### DIRECTIONS FOR THIS TASK
Return only the lines starting at the line that contains "point: mown grass" and ending with the final line of the listing; include both endpoints.

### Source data
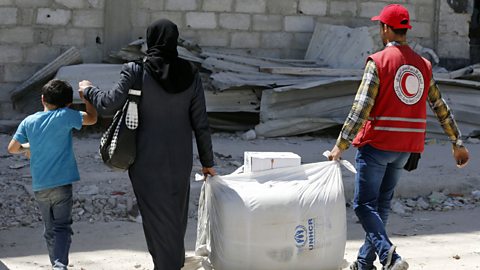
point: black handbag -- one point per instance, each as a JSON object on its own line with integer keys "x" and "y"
{"x": 118, "y": 145}
{"x": 412, "y": 161}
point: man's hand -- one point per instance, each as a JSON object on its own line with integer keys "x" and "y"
{"x": 461, "y": 156}
{"x": 335, "y": 154}
{"x": 208, "y": 171}
{"x": 82, "y": 86}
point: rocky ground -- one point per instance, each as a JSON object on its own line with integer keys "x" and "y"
{"x": 438, "y": 198}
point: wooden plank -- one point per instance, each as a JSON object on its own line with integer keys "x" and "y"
{"x": 69, "y": 57}
{"x": 217, "y": 65}
{"x": 239, "y": 100}
{"x": 312, "y": 71}
{"x": 260, "y": 61}
{"x": 292, "y": 126}
{"x": 227, "y": 80}
{"x": 26, "y": 96}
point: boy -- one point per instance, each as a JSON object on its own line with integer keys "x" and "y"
{"x": 46, "y": 137}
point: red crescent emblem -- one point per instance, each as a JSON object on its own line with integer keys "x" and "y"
{"x": 404, "y": 85}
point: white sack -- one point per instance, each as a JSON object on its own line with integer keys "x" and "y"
{"x": 286, "y": 218}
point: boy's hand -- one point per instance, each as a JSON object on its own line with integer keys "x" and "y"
{"x": 82, "y": 86}
{"x": 208, "y": 171}
{"x": 461, "y": 156}
{"x": 336, "y": 153}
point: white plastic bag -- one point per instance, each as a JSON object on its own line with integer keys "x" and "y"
{"x": 286, "y": 218}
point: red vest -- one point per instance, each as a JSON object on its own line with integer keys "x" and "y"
{"x": 398, "y": 119}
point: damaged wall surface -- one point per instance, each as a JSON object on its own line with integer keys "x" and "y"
{"x": 35, "y": 32}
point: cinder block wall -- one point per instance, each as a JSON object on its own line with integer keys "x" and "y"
{"x": 33, "y": 32}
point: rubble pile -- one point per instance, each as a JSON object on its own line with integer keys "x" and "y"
{"x": 436, "y": 201}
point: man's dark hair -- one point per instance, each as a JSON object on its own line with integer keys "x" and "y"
{"x": 398, "y": 31}
{"x": 58, "y": 93}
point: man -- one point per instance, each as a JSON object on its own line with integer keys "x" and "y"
{"x": 387, "y": 122}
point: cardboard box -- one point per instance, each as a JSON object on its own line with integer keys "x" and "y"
{"x": 260, "y": 161}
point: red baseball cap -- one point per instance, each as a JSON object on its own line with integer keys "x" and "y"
{"x": 395, "y": 16}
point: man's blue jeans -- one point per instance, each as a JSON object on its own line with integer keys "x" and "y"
{"x": 55, "y": 205}
{"x": 377, "y": 175}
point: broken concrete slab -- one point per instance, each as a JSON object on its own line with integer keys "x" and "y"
{"x": 104, "y": 76}
{"x": 340, "y": 46}
{"x": 26, "y": 96}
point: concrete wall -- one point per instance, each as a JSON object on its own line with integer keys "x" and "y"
{"x": 33, "y": 32}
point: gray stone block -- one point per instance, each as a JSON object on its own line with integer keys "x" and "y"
{"x": 201, "y": 20}
{"x": 100, "y": 4}
{"x": 245, "y": 40}
{"x": 6, "y": 2}
{"x": 313, "y": 7}
{"x": 152, "y": 4}
{"x": 451, "y": 47}
{"x": 72, "y": 3}
{"x": 53, "y": 16}
{"x": 43, "y": 36}
{"x": 32, "y": 3}
{"x": 234, "y": 21}
{"x": 174, "y": 16}
{"x": 299, "y": 24}
{"x": 427, "y": 14}
{"x": 72, "y": 37}
{"x": 10, "y": 54}
{"x": 284, "y": 7}
{"x": 88, "y": 18}
{"x": 5, "y": 88}
{"x": 293, "y": 53}
{"x": 181, "y": 5}
{"x": 92, "y": 54}
{"x": 301, "y": 41}
{"x": 214, "y": 38}
{"x": 8, "y": 16}
{"x": 370, "y": 9}
{"x": 217, "y": 5}
{"x": 276, "y": 40}
{"x": 421, "y": 29}
{"x": 26, "y": 16}
{"x": 250, "y": 6}
{"x": 456, "y": 24}
{"x": 16, "y": 35}
{"x": 269, "y": 53}
{"x": 267, "y": 22}
{"x": 341, "y": 8}
{"x": 41, "y": 54}
{"x": 91, "y": 36}
{"x": 140, "y": 18}
{"x": 19, "y": 72}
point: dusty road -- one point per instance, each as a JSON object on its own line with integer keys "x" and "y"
{"x": 447, "y": 240}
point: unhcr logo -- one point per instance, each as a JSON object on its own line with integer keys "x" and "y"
{"x": 305, "y": 235}
{"x": 300, "y": 236}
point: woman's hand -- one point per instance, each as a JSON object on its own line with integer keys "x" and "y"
{"x": 208, "y": 171}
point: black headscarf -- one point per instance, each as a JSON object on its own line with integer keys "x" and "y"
{"x": 175, "y": 75}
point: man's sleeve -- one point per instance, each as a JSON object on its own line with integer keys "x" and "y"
{"x": 76, "y": 119}
{"x": 443, "y": 113}
{"x": 362, "y": 105}
{"x": 21, "y": 133}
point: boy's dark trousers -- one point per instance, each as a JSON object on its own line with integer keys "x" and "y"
{"x": 55, "y": 205}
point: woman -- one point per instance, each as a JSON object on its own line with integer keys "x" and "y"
{"x": 172, "y": 105}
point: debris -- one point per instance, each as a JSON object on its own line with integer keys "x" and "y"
{"x": 25, "y": 97}
{"x": 476, "y": 194}
{"x": 104, "y": 76}
{"x": 249, "y": 135}
{"x": 437, "y": 198}
{"x": 88, "y": 190}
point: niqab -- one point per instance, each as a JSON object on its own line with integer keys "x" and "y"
{"x": 174, "y": 74}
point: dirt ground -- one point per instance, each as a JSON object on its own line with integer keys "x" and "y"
{"x": 448, "y": 240}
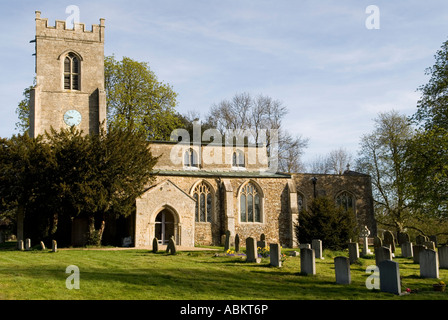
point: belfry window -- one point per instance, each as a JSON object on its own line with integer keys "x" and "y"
{"x": 191, "y": 158}
{"x": 204, "y": 203}
{"x": 71, "y": 72}
{"x": 250, "y": 204}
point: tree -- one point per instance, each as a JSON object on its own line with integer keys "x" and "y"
{"x": 135, "y": 97}
{"x": 262, "y": 116}
{"x": 383, "y": 157}
{"x": 325, "y": 220}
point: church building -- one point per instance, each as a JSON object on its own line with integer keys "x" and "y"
{"x": 191, "y": 199}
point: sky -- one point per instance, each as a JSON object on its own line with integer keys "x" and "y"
{"x": 334, "y": 64}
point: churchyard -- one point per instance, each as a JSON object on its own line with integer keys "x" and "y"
{"x": 269, "y": 273}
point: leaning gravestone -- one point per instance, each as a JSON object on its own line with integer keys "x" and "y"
{"x": 429, "y": 264}
{"x": 406, "y": 250}
{"x": 28, "y": 244}
{"x": 443, "y": 257}
{"x": 342, "y": 270}
{"x": 316, "y": 245}
{"x": 381, "y": 254}
{"x": 389, "y": 240}
{"x": 307, "y": 261}
{"x": 227, "y": 241}
{"x": 390, "y": 277}
{"x": 251, "y": 251}
{"x": 237, "y": 243}
{"x": 275, "y": 255}
{"x": 155, "y": 245}
{"x": 171, "y": 248}
{"x": 353, "y": 252}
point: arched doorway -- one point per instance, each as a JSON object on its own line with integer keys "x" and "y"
{"x": 164, "y": 226}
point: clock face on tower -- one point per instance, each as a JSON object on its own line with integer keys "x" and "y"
{"x": 72, "y": 118}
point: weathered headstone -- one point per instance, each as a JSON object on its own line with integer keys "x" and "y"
{"x": 262, "y": 243}
{"x": 377, "y": 242}
{"x": 443, "y": 257}
{"x": 429, "y": 264}
{"x": 381, "y": 254}
{"x": 237, "y": 243}
{"x": 353, "y": 252}
{"x": 307, "y": 261}
{"x": 171, "y": 248}
{"x": 365, "y": 240}
{"x": 155, "y": 245}
{"x": 416, "y": 252}
{"x": 275, "y": 255}
{"x": 316, "y": 245}
{"x": 421, "y": 239}
{"x": 389, "y": 240}
{"x": 342, "y": 270}
{"x": 28, "y": 244}
{"x": 390, "y": 277}
{"x": 406, "y": 250}
{"x": 227, "y": 241}
{"x": 251, "y": 251}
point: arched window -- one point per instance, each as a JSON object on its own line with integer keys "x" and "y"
{"x": 191, "y": 158}
{"x": 204, "y": 203}
{"x": 238, "y": 159}
{"x": 346, "y": 201}
{"x": 72, "y": 71}
{"x": 250, "y": 204}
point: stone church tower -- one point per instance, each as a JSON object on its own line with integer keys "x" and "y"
{"x": 69, "y": 87}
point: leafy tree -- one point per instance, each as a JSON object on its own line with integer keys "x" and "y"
{"x": 325, "y": 220}
{"x": 135, "y": 97}
{"x": 383, "y": 157}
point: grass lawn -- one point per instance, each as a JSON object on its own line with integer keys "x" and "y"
{"x": 195, "y": 275}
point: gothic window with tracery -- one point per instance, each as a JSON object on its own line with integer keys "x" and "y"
{"x": 204, "y": 203}
{"x": 250, "y": 204}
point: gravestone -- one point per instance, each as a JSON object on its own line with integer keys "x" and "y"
{"x": 429, "y": 264}
{"x": 381, "y": 254}
{"x": 275, "y": 255}
{"x": 443, "y": 257}
{"x": 353, "y": 252}
{"x": 237, "y": 243}
{"x": 377, "y": 242}
{"x": 316, "y": 245}
{"x": 227, "y": 241}
{"x": 155, "y": 245}
{"x": 262, "y": 243}
{"x": 365, "y": 233}
{"x": 406, "y": 250}
{"x": 28, "y": 244}
{"x": 389, "y": 240}
{"x": 421, "y": 239}
{"x": 171, "y": 248}
{"x": 416, "y": 252}
{"x": 430, "y": 245}
{"x": 251, "y": 251}
{"x": 342, "y": 270}
{"x": 390, "y": 277}
{"x": 307, "y": 261}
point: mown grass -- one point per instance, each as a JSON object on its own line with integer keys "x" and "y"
{"x": 195, "y": 275}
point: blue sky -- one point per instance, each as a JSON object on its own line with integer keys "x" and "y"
{"x": 332, "y": 73}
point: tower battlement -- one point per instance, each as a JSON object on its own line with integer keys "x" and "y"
{"x": 60, "y": 30}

### THE RESPONSE
point: mown grass -- one point per instance, each as a JSON object on its own line with integer keys "x" and "y"
{"x": 195, "y": 275}
point: blue sky -- one point per instance, each as a JSON object on its own line with integer keys "x" and "y"
{"x": 332, "y": 73}
point: tower battlement -- one point per instance, each as a JSON object on its own line with integer keys "x" and "y"
{"x": 60, "y": 30}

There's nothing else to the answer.